_Tareas:_
• a. Enumera cada causa de muerte para la que el texto sobre las causas de muerte en 2018 da un número concreto de fallecimientos, junto con esa cifra.
• b. Continúa el texto sobre las causas de muerte en 2018 a partir de su última frase.

_Texto del ejercicio:_
# # #
Suena frío usar los datos para organizar los recursos (finitos) para salvar vidas, pero intuitivamente es lo que hacemos cada día. Cuando llegamos tarde al trabajo y sobrepasamos la velocidad máxima permitida en carretera, estamos aceptando implícitamente que el riesgo de morir en una accidente es asumible si a cambio podemos llegar a tiempo. O como escribe el paleoantropólogo de la Universidad de Harvard Daniel E. Lieberman, en su libro La historia del cuerpo humano: «Dejar que cierto porcentaje de gente muera a causa de los contaminantes de los coches o los accidentes de carretera es un precio que al parecer estamos dispuestos a pagar a cambio del beneficio de tener coches».

Así que volvamos a ese año 2018 y recordemos que hubo 427.721 defunciones. Pero ni los ataques terroristas, ni los homicidios, ni los desastres naturales, sumados todos, llegan ni siquiera al 1% de las causas de muerte.

Muertes

(Eli Solitas/Unsplash)

El 28,3% de las defunciones en 2018 fueron causadas por enfermedades del sistema circulatorio (primera causa de muerte en mujeres) y el 26,4% por tumores (primera causa en hombres). Entre los menores de un año, 8 de cada 10 defunciones se debieron a afecciones perinatales y a malformaciones congénitas (57,9% y 22,0%, respectivamente). El suicidio se mantuvo como la primera causa de muerte externa, con 3.539 fallecimientos. Por detrás se situaron las caídas accidentales (con 3.143 muertes y un aumento del 2,8%) y el ahogamiento, sumersión y sofocación (con 3.090 y un descenso del 0,8%). Por accidente de tráfico fallecieron 1.896 personas, lo que supuso un 2,4% menos que en 2017.
# # #
_Datos proporcionados:_
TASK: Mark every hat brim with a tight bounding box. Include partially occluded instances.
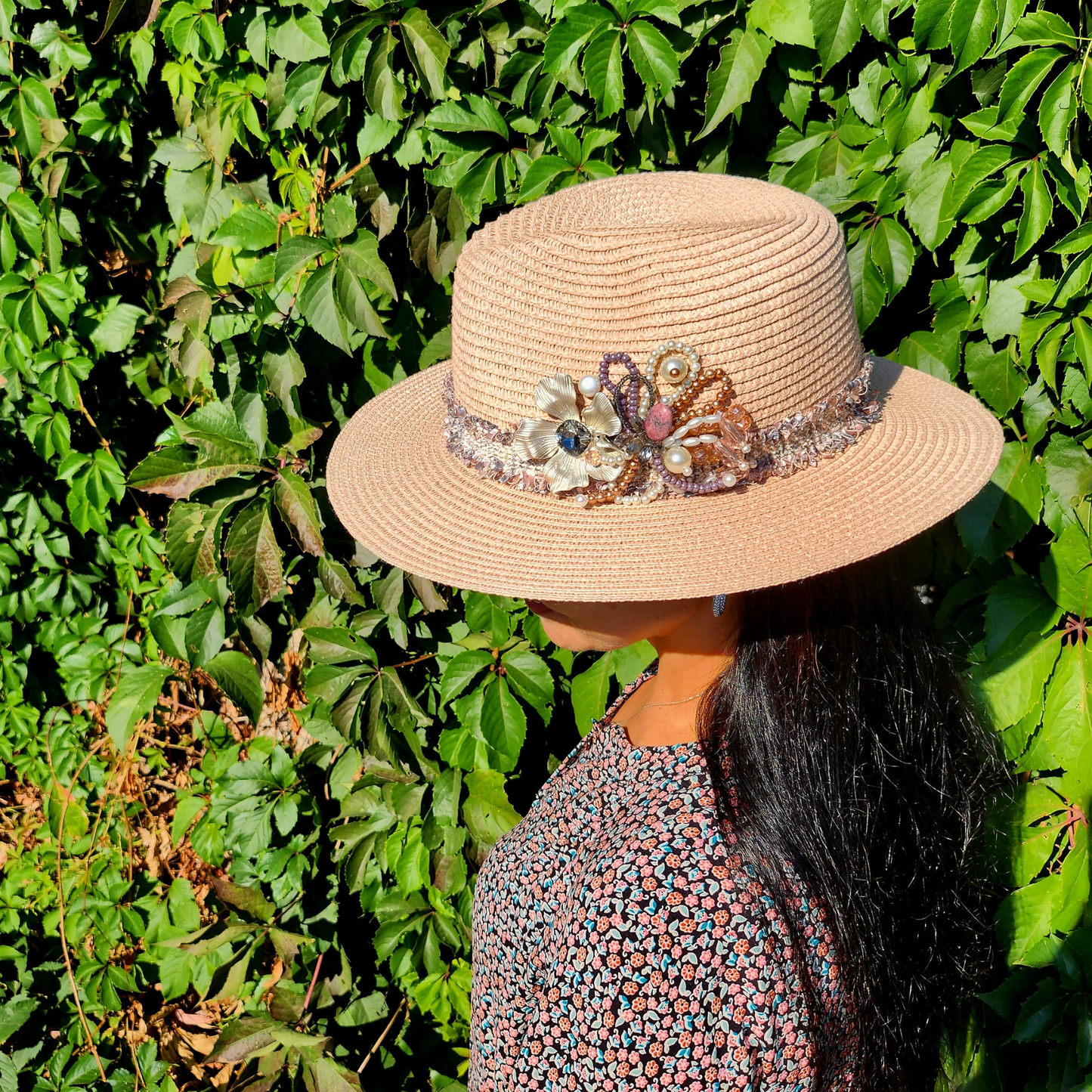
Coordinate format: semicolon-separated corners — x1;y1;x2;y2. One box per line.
# # #
_Respuestas:_
• a.
- Suicidio: 3.539 fallecimientos.
- Caídas accidentales: 3.143 muertes.
- Ahogamiento, sumersión y sofocación: 3.090.
- Accidente de tráfico: 1.896 personas.

• b.
Esas son las cifras, lejos del ruido de los medios de comunicación y las distorsiones de nuestra amígdala. Así que lo único que nos queda es continuar haciendo pedagogía y exigir mayor rigor en la información. Sobre todo en el tiempo dedicado a cada información.

Tiene algo de entelequia, sin duda, porque el dato raramente mata el relato, pero ese es el camino hacia el que debemos abrir senda. Hasta que quizá, algún día, no nos resulte tan contraintuitivo afirmar que, dados los actuales datos sobre homicidio, Europa occidental es el lugar más seguro de toda la historia de la humanidad. O que la única manera de no morir, es no vivir.